- [Descrição do exercício] Reescreva a listagem abaixo trocando "instance" por "occurrence" em todas as ocorrências e deixando todo o resto inalterado.

Entradas retiradas de uma coleção:
--------------------------------------------------

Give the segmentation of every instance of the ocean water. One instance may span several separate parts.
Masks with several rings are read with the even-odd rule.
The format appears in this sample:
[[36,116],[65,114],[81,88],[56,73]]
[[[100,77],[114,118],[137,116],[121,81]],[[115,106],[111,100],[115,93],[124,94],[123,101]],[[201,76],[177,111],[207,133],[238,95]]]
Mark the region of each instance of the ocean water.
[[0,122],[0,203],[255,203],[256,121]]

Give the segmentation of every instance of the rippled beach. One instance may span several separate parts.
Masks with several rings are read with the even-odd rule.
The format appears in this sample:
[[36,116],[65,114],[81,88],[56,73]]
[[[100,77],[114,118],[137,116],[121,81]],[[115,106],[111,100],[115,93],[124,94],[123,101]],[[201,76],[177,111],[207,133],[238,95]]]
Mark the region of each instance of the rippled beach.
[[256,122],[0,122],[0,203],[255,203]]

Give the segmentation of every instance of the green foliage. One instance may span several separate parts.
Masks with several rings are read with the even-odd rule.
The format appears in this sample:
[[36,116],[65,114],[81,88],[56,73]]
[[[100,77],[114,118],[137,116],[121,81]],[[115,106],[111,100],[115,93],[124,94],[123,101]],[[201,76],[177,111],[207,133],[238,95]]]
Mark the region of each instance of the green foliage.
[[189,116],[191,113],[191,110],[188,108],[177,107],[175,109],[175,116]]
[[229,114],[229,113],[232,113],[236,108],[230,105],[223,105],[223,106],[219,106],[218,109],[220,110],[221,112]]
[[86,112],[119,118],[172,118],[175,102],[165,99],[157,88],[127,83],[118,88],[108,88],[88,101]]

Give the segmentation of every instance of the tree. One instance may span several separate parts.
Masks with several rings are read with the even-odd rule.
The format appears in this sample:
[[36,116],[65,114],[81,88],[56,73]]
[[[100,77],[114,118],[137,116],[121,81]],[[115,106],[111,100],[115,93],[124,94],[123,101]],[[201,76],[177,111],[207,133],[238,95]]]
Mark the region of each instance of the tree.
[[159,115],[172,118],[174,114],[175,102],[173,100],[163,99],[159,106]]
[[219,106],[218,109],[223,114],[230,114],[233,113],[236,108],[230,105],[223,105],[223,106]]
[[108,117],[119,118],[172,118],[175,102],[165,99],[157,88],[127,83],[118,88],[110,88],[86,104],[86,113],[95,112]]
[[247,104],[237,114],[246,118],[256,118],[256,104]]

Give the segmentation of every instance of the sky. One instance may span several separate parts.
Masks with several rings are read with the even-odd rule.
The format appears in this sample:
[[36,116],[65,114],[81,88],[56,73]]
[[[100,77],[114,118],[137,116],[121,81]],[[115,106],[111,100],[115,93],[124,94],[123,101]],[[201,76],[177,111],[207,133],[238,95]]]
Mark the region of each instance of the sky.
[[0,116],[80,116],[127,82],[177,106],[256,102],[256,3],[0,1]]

--------------------------------------------------

- [Resultado da tarefa]
Give the segmentation of every occurrence of the ocean water. One occurrence may span several separate parts.
Masks with several rings are read with the even-odd rule.
The format appears in this sample:
[[36,116],[65,114],[81,88],[56,73]]
[[[100,77],[114,118],[137,116],[121,81]],[[115,106],[111,100],[115,93],[124,94],[123,101]],[[201,76],[177,111],[207,133],[238,95]]]
Mark the region of each occurrence of the ocean water.
[[0,122],[0,203],[255,203],[256,121]]

Give the segmentation of every occurrence of the rippled beach. One occurrence may span several separate parts.
Masks with several rings are read with the even-odd rule.
The format appears in this sample:
[[36,116],[65,114],[81,88],[56,73]]
[[[100,77],[114,118],[137,116],[121,81]],[[115,106],[111,100],[115,93],[124,94],[123,101]],[[201,76],[177,111],[207,133],[238,95]]]
Mark the region of each occurrence of the rippled beach.
[[256,122],[0,122],[0,203],[255,203]]

Give the segmentation of every occurrence of the green foliage. One occurrence may span several separate parts.
Masks with several rings are read with the even-odd rule.
The format appears in this sample:
[[36,116],[65,114],[81,88],[56,73]]
[[[100,77],[114,118],[137,116],[121,81]],[[115,106],[111,100],[115,93],[124,94],[123,101]],[[201,76],[177,111],[207,133],[238,95]]]
Mark the region of each occurrence of the green foliage.
[[189,116],[191,113],[191,110],[188,108],[177,107],[175,109],[175,116]]
[[229,114],[229,113],[232,113],[236,108],[230,105],[223,105],[223,106],[219,106],[218,109],[220,110],[221,112]]
[[86,112],[119,118],[172,118],[175,102],[165,99],[157,88],[127,83],[118,88],[108,88],[88,101]]

Give the segmentation of every occurrence of the tree. One occurrence may span several separate parts.
Masks with several rings are read with the even-odd rule.
The format appears in this sample:
[[36,116],[65,114],[81,88],[56,73]]
[[[100,77],[114,118],[137,116],[121,81]],[[115,106],[111,100],[115,93],[124,94],[123,101]],[[201,76],[177,111],[207,133],[238,95]]]
Mark the region of each occurrence of the tree.
[[159,115],[172,118],[174,114],[175,102],[173,100],[163,99],[159,106]]
[[219,106],[218,109],[223,114],[230,114],[233,113],[236,108],[230,105],[223,105],[223,106]]
[[108,117],[119,118],[172,118],[175,102],[165,99],[157,88],[127,83],[118,88],[110,88],[86,104],[86,113],[95,112]]
[[247,104],[237,114],[246,118],[256,118],[256,104]]

Give the segmentation of every occurrence of the sky. One occurrence may span several separate parts.
Masks with several rings are read with the even-odd rule.
The format appears in this sample:
[[36,116],[65,114],[81,88],[56,73]]
[[[100,77],[114,118],[137,116],[121,81]],[[115,106],[111,100],[115,93],[124,94],[123,101]],[[201,76],[177,111],[207,133],[238,95]]]
Mark the region of each occurrence of the sky.
[[0,116],[80,116],[127,82],[177,106],[256,102],[256,3],[0,1]]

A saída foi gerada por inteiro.